* **DIRECTIVE 1**: In the passage on exporting org-roam notes, what file is the Python snippet assumed to be saved in?

* **PASSAGE SHOWN**:
= = = =
ORG_ROAM_DB_PATH = "~/.emacs.d/org-roam.db"

db = None

def sanitize_link(elem, doc):
    if type(elem) != pf.Link:
        return None

    if not elem.url.startswith("id:"):
        return None

    file_id = elem.url.split(":")[1]

    cur = db.cursor()
    cur.execute(f"select id, file, title from nodes where id = '\"{file_id}\"';")
    data = cur.fetchone()

    # data contains string that are quoted, we need to remove the quotes
    file_id = data[0][1:-1]
    file_name = urllib.parse.quote(os.path.splitext(os.path.basename(data[1][1:-1]))[0])

    elem.url = f"{file_name}.html"
    return elem

def main(doc=None):
    return pf.run_filter(sanitize_link, doc=doc)

if __name__ == "__main__":
    db = sqlite3.connect(os.path.expanduser(ORG_ROAM_DB_PATH))
    main()

assuming the panflute python package is installed globally, and that this snippet is placed in the file roam_links.py, our exporting shell command becomes:

sed 's/#+name:/#+attr_html: :id/' infile.org |\
    pandoc --from org\
           --to html5\
           --standalone\
           --include-in-header=header.html\
           --output outfile.html\
           --css style.css\
           --bibliography=mybibfile.bib --biblatex --citeproc\
           --lua-filter tex.lua\
           --lua-filter internal_links.lua\
           --filter roam_links.py
= = = =
* **RECORDS**:
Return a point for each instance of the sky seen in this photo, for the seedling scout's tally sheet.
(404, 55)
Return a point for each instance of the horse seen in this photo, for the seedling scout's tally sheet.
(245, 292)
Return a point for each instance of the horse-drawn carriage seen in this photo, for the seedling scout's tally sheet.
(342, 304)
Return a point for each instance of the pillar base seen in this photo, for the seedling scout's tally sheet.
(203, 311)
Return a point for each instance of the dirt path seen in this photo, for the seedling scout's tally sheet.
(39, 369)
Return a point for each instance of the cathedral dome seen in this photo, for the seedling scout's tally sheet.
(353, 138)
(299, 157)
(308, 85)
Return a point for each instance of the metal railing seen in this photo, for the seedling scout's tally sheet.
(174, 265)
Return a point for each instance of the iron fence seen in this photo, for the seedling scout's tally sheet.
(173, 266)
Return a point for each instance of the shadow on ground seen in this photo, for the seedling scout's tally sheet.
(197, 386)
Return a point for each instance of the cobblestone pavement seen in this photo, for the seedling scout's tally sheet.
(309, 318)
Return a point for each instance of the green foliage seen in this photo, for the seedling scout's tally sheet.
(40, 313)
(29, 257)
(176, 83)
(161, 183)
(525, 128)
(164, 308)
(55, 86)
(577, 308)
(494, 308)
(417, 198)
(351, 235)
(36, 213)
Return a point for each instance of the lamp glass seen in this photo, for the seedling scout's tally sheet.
= = = =
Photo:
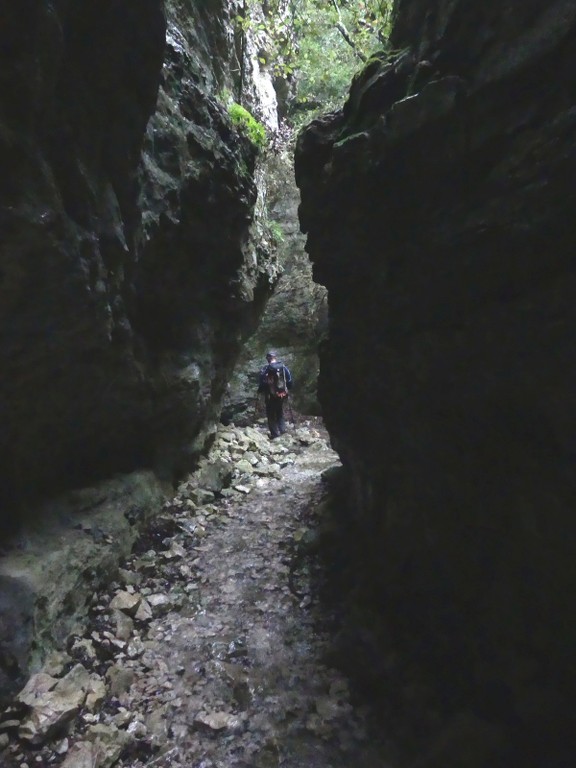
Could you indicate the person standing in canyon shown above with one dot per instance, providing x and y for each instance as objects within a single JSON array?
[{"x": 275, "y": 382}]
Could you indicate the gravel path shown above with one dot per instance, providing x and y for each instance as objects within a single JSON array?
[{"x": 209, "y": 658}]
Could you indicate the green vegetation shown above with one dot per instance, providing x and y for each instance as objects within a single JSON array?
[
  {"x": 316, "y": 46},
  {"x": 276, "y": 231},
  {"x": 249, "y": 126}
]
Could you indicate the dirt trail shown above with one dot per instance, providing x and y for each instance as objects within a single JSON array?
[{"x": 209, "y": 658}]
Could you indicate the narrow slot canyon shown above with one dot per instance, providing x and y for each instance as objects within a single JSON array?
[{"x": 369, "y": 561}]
= = = =
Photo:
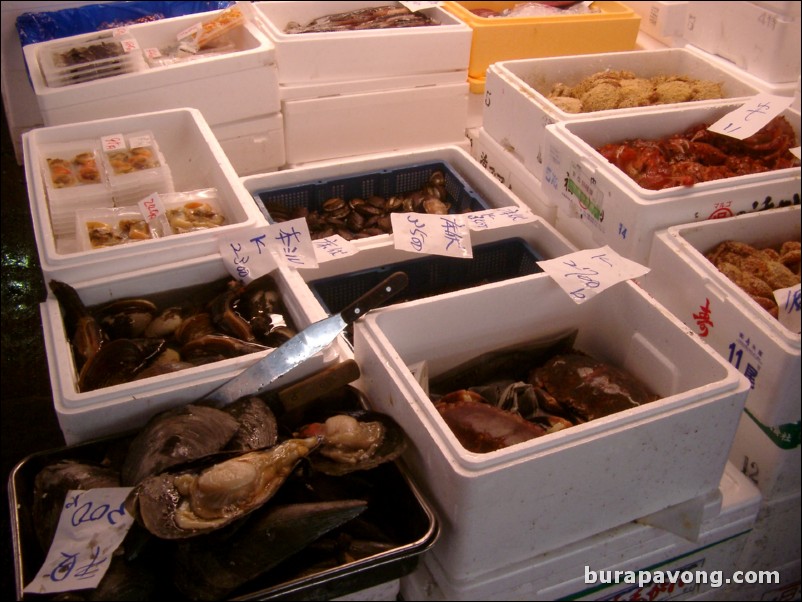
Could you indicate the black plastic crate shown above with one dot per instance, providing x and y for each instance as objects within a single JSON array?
= = = =
* **DIRECTIVE 2**: Rewrite the rows from the line with "Return a point for each instance of the cathedral" to the line with "Return a point for each instance of the lamp", both included, as a numbered list, leaving out any blank lines.

* **FINISHED ANSWER 1**: roam_links.py

* **FINISHED ANSWER 2**:
1. Return a point for each instance of the cathedral dome seen in this photo, for the seedling scout's tally sheet.
2. (353, 138)
3. (299, 157)
4. (308, 85)
5. Return a point for each instance of the metal railing seen in this photo, for the seedling scout's tally sheet.
6. (174, 265)
7. Return a point for each instance of the iron fence seen in this photo, for the seedling scout's tally sheet.
8. (173, 266)
9. Return a point for each instance of the shadow on ground seen in this photo, for the seedling scout's tally sheet.
10. (197, 386)
11. Return a point for each instance of the cobblestone pavement seen in this photo, for the seedling scout's tally sheet.
12. (309, 318)
13. Return a point for each instance of the green foliage seen in this photo, for the seedling scout's tally sheet.
14. (40, 313)
15. (29, 257)
16. (176, 83)
17. (161, 183)
18. (525, 128)
19. (164, 308)
20. (55, 86)
21. (577, 308)
22. (494, 308)
23. (417, 198)
24. (351, 235)
25. (36, 213)
26. Return a point for each instance of the lamp glass seen in this photo, for the seedling scout's tally sheet.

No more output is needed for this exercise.